[READING TEXT — start]

OIG October Work Plan Updates: Emphasis on Children's Safety, Mental Health, and More
It is probably not intentional, but it sure seems like there is a theme to many of the U.S. Department of Health and Human Services Office of Inspector General (OIG) Work Plan items added in October 2023.
Most of the items address programs or issues dealing with some of the most vulnerable in the United States. These include children with mental health issues, minorities and COVID, childcare centers for low-income families, and the safety of children in foster care.
Let’s take a closer look.
Mental Health Care for Children Enrolled in Medicaid
According to the American Academy of Pediatrics, roughly 7-8% of adolescents attempt suicide each year, and roughly 17% report serious suicidal ideation.1 In addition, rates of intentional self-harm among the young are also on the rise. The OIG states that a previous suicide attempt is the most important predictor of death by suicide, and the risk of death by suicide is highest in the period immediately after a hospitalization or emergency department visit for a suicide attempt or intentional self-harm incident.
Because of this, is it essential that children experiencing these risks receive timely mental health follow-up care to decrease the likelihood of rehospitalization and to prevent suicide. The OIG plans to evaluate whether children enrolled in Medicaid and the Children's Health Insurance Program (CHIP) who had an emergency department visit or hospitalization for a suicide attempt or intentional self-harm incident received mental health follow-up care within established timeframes.

[READING TEXT — finish]
[GIVEN INFORMATION — start]

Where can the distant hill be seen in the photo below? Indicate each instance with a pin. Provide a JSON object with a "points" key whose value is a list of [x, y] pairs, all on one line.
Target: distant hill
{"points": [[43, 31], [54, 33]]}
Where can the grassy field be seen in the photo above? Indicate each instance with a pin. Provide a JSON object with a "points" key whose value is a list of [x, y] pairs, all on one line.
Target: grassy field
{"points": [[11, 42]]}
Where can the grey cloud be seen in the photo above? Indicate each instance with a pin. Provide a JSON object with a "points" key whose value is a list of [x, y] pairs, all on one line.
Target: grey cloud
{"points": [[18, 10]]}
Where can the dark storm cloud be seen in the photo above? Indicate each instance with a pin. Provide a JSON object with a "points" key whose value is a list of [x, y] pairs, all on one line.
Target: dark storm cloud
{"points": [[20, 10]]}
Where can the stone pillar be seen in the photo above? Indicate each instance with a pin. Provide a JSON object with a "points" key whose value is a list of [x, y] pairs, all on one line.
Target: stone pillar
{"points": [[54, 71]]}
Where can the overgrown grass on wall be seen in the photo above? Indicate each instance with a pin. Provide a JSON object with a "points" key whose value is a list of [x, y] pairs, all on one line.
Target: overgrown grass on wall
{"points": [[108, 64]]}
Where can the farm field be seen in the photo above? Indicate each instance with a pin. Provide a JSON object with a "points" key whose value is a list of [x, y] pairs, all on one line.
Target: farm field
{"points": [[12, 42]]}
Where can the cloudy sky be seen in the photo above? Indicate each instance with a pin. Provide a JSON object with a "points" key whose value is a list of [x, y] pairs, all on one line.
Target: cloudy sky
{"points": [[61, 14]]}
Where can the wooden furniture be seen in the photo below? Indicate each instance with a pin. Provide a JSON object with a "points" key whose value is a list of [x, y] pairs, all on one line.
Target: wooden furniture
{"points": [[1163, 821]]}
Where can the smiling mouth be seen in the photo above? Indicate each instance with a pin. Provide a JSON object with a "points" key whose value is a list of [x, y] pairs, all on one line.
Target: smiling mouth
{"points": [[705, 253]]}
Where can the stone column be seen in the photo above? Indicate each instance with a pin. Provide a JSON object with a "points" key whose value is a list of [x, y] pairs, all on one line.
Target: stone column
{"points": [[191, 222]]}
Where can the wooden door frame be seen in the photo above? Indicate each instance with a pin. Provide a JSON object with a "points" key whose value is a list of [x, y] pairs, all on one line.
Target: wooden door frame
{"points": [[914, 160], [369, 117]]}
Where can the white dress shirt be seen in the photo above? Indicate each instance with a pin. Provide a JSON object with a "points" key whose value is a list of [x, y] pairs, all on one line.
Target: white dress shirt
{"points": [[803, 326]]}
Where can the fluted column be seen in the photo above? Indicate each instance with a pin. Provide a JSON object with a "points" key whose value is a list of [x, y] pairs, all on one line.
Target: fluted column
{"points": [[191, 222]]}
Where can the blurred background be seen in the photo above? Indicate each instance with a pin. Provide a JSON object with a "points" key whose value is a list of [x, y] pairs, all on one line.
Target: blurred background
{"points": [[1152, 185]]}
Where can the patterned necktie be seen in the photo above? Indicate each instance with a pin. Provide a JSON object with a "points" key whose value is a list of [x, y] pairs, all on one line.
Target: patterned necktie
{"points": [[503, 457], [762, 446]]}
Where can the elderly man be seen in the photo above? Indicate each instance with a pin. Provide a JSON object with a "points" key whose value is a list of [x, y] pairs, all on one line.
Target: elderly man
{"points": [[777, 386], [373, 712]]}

[GIVEN INFORMATION — finish]

ACTIVITIES ▸
1 - List the programs or issues that the article on the OIG October work plan updates names as dealing with some of the most vulnerable in the United States.
2 - According to the article on the OIG work plan updates, children enrolled in which two programs will the OIG evaluate for mental health follow-up care?
3 - Extend the article on the OIG October work plan updates, starting after its final paragraph.

RESPONSES BY ITEM NUMBER ▸
1 -
- Children with mental health issues
- Minorities and COVID
- Childcare centers for low-income families
- The safety of children in foster care

2 - Medicaid and the Children's Health Insurance Program (CHIP).

3 -
They also intend to examine whether certain groups of children were less likely to receive timely mental health follow-up care after a hospitalization or emergency department visit. This Work Plan item will also include interviewing subject matter experts to identify the challenges and best practices when working to ensure youth enrolled in Medicaid and CHIP receive timely mental health follow-up care.
Mitigating the Impact of COVID-19 Initiative
Racial and ethnic minorities, rural, and socially vulnerable populations particularly suffered during the COVID-19 epidemic. An initiative called The National Infrastructure for Mitigating the Impact of COVID-19 (NIMIC) seeks to develop and coordinate efforts mitigate the impact of COVID-19 on these populations.
The NIMIC initiative is a three-year, $40 million cooperative agreement between HHS's Office of Minority Health and the Morehouse School of Medicine to fight COVID-19 in racial and ethnic minority, rural, and socially vulnerable communities. The Morehouse School of Medicine is leading the initiative to coordinate a strategic network to deliver COVID-19-related information to communities hardest hit by the pandemic.
This initiative is expected to result in:
- Improving the reach of COVID-19-related public health messaging to racial and ethnic minority, rural, and socially vulnerable populations;
- Increasing connections to health care and social services for racial and ethnic minority, rural, and socially vulnerable populations;
- Decreasing disparities in COVID-19 testing and vaccination rates among racial and ethnic minority populations in highly impacted geographic areas; and
- Enhancing State, Territorial, and Tribal capacities and infrastructures to support response, recovery, and resilience among racial and ethnic minority, rural, and socially vulnerable populations.
With this work plan item, the OIG plans to determine which strategies the Morehouse School of Medicine implemented to achieve the goals of the NIMIC initiative, and whether the Morehouse School of Medicine met the project goals and complied with Federal regulations.
Child Care Centers
Federal funding to subsidize child care expenditures of low-income families was provided as a result of the Reauthorized in the Child Care and Development Block Grant Act of 2014 and the Child Care and Development Fund (CCDF).
Previous OIG audits identified issues with the accuracy of child care attendance records and with related billings for child care services.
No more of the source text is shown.